▶ _Texto apresentado_:
De acordo com o analista, a corrupção em países como a Guiné Equatorial pode ser combatida com eficácia e países como os Estados Unidos da América (EUA) e outras nações ocidentais “podem ajudar”.

“A mudança não será alcançada da noite para o dia, dada a complexidade da situação, mas as potências ocidentais podem comprometer recursos para fortalecer as instituições locais não-estatais dedicadas à transparência e ao Estado de Direito”, observou.

Teodoro Obiang, de 80 anos e o Presidente com mais tempo no poder no mundo, desde 1979, recebeu 405.910 dos 411.081 votos válidos como candidato do Partido Democrático da Guiné Equatorial (PDGE), que participou nas eleições em coligação com 14 formações políticas.

Depois de reeleito em 2016 com 93,7% dos votos, Teodoro Obiang Nguema Mbasogo parecia estar, nos últimos anos, a preparar um sucessor, um dos seus filhos, o vice-presidente Teodoro Nguema Obiang Mangue, também conhecido por “Teodorin”, célebre o pelo seu estilo de vida luxuoso e condenado em França no caso dos “ganhos ilícitos”.

Mas os caciques do poder, bem como a guarda próxima de Teodoro Obiang, pensaram que era demasiado cedo e provocador impulsioná-lo oficialmente como sucessor, numa altura em que a queda nas receitas dos hidrocarbonetos desde 2014 e a pandemia de Covid-19 estavam a tornar o país ainda mais dependente da ajuda e do financiamento externo.

O PDGE decidiu então, contra todas as probabilidades, não fazer nenhuma nomeação, apenas dois meses antes das eleições que o chefe de Estado tinha antecipado.

Ebenezer Obadare afirmou à Lusa que “parece que a Guiné Equatorial permanecerá sob o domínio da família Nguema no futuro previsível”. No entanto, salientou que a política baseada na família não é exclusiva do país.

Num artigo publicado no Council on Foreign Relations, intitulado “Pais e Filhos”, o analista foca-se na crise iminente de sucessão em vários países africanos, que, na sua visão, indica “uma persistência preocupante do paternalismo político movido pelo ego”.

Entre os vários países africanos em que governantes parecem preparar os seus filhos como seus sucessores imediatos, Obadare indicou o Uganda, Guiné Equatorial, Camarões, República do Congo e Eritreia.

“A questão aqui vai além da mera sucessão. O que está em jogo é a “auto-sucessão”, uma busca – impulsionada pelo ego – pela imortalidade política, pela qual os praticantes parecem estar dispostos a sacrificar o próprio sistema”, avaliou Ebenezer Obadare.

“Além de embrutecer as instituições democráticas, essa personalização do poder incentiva a corrupção, um padrão comum nos cinco países. Além disso, a sua inevitável dependência de patrocínio para separar ‘amigos’ de “inimigos” aprofunda o rancor político”, acrescentou.

▶ _Perguntas_:
1) Segundo o texto apresentado, quantos votos válidos recebeu Teodoro Obiang como candidato do PDGE?
2) Reescreva o trecho do texto apresentado começando em "Teodoro Obiang, de" e indo até "14 formações políticas.", trocando "coligação" por "aliança".

▶ _Dados extraídos_:
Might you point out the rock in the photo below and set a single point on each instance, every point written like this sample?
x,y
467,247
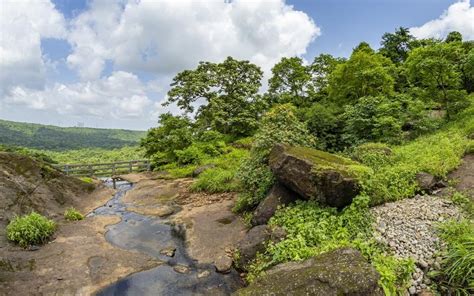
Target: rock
x,y
253,242
181,269
425,181
279,195
340,272
315,174
223,264
202,168
168,251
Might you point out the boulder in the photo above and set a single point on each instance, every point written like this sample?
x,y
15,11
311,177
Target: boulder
x,y
425,181
279,195
318,175
202,168
253,242
340,272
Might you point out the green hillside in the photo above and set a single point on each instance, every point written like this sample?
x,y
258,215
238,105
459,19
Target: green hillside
x,y
65,138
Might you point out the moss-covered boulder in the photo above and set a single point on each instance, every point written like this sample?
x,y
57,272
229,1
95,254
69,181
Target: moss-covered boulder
x,y
340,272
330,179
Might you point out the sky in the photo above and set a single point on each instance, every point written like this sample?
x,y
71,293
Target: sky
x,y
109,63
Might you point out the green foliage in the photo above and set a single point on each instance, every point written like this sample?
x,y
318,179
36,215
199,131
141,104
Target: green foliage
x,y
229,90
313,229
71,214
30,229
457,274
279,125
55,138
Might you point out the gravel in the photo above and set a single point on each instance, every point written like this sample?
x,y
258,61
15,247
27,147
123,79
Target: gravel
x,y
408,228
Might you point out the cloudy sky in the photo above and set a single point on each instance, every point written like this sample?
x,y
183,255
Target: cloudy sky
x,y
109,63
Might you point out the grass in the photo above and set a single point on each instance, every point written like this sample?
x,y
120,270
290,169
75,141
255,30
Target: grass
x,y
71,214
32,229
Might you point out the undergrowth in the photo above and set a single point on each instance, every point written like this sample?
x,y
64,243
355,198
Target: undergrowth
x,y
32,229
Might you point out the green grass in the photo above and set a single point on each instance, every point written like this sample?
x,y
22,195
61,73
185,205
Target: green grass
x,y
71,214
30,229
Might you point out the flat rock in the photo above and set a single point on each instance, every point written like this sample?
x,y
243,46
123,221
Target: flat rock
x,y
340,272
314,174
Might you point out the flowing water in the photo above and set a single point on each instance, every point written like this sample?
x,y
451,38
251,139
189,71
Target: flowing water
x,y
178,275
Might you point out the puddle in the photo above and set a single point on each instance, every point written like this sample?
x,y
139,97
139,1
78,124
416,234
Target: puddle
x,y
180,275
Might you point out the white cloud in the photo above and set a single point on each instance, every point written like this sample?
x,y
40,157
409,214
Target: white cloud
x,y
459,17
164,37
121,95
22,25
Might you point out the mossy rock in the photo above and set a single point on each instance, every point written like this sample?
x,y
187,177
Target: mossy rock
x,y
340,272
330,179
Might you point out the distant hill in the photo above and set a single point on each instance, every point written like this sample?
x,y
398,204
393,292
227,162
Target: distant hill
x,y
50,137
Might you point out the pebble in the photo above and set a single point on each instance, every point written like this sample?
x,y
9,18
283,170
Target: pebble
x,y
409,228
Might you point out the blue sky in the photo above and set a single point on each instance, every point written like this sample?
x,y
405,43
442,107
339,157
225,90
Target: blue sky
x,y
109,63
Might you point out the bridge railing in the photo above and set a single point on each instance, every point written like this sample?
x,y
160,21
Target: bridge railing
x,y
104,169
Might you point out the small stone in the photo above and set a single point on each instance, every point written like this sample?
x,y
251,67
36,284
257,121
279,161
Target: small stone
x,y
169,251
181,269
203,274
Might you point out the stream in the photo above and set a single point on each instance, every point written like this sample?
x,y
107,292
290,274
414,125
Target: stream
x,y
178,275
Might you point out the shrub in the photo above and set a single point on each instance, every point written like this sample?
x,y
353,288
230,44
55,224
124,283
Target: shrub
x,y
72,214
215,180
279,125
30,229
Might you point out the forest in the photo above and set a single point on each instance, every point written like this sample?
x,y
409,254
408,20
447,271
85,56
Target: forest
x,y
400,110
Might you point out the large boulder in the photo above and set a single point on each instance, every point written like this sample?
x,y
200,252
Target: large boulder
x,y
279,195
318,175
340,272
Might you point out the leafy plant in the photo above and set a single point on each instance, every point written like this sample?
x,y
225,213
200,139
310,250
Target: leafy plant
x,y
30,229
71,214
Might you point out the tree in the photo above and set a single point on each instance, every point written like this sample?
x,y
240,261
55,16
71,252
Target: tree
x,y
396,46
290,81
435,69
173,133
228,92
365,74
453,36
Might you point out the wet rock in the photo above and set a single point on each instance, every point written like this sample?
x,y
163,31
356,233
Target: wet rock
x,y
253,242
279,195
425,181
181,269
168,251
315,174
202,168
223,264
340,272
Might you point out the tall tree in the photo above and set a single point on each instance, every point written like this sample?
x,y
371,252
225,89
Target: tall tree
x,y
227,93
396,46
290,81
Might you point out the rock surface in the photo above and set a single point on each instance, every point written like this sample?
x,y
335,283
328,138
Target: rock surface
x,y
315,174
340,272
408,228
279,195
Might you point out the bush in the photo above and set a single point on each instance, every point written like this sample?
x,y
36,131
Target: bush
x,y
30,229
279,125
72,214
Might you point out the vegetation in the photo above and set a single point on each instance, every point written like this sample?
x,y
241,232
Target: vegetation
x,y
30,229
71,214
55,138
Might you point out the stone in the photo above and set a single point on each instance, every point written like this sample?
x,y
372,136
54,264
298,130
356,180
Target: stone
x,y
253,242
278,196
313,174
223,264
340,272
169,251
425,181
202,168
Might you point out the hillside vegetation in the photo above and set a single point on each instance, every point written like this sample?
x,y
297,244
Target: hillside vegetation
x,y
47,137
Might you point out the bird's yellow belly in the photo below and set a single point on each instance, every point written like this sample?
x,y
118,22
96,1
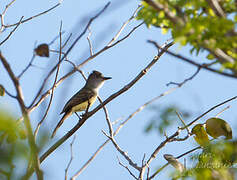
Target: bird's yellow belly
x,y
83,106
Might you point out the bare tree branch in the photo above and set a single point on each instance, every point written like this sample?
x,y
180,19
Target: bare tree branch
x,y
113,96
126,167
209,110
55,80
204,66
27,67
188,79
123,153
70,161
32,17
66,53
25,113
119,128
9,35
32,107
124,25
161,168
3,14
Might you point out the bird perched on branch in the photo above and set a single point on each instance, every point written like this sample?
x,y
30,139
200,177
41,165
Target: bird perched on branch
x,y
84,98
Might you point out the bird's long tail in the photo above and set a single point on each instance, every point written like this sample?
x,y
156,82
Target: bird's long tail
x,y
65,116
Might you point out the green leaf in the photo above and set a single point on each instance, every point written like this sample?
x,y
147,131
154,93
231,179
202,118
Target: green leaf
x,y
201,136
217,127
2,90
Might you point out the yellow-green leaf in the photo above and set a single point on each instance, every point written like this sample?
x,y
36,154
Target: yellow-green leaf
x,y
174,162
42,50
201,136
2,90
217,127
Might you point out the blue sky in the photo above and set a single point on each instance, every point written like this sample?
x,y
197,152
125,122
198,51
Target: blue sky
x,y
122,62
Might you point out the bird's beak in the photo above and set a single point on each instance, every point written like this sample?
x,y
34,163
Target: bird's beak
x,y
107,78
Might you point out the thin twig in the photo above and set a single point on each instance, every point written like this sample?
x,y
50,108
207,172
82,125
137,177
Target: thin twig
x,y
120,127
55,80
222,111
66,53
67,40
71,159
188,79
126,167
3,14
181,119
123,26
202,66
9,94
161,168
27,67
9,35
25,114
89,41
113,96
45,95
209,110
123,153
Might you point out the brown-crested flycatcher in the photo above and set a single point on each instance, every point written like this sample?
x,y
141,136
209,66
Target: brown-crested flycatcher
x,y
84,98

▶ _Lista de respostas_:
1) Recebeu 405.910 dos 411.081 votos válidos.

2)
Teodoro Obiang, de 80 anos e o Presidente com mais tempo no poder no mundo, desde 1979, recebeu 405.910 dos 411.081 votos válidos como candidato do Partido Democrático da Guiné Equatorial (PDGE), que participou nas eleições em aliança com 14 formações políticas.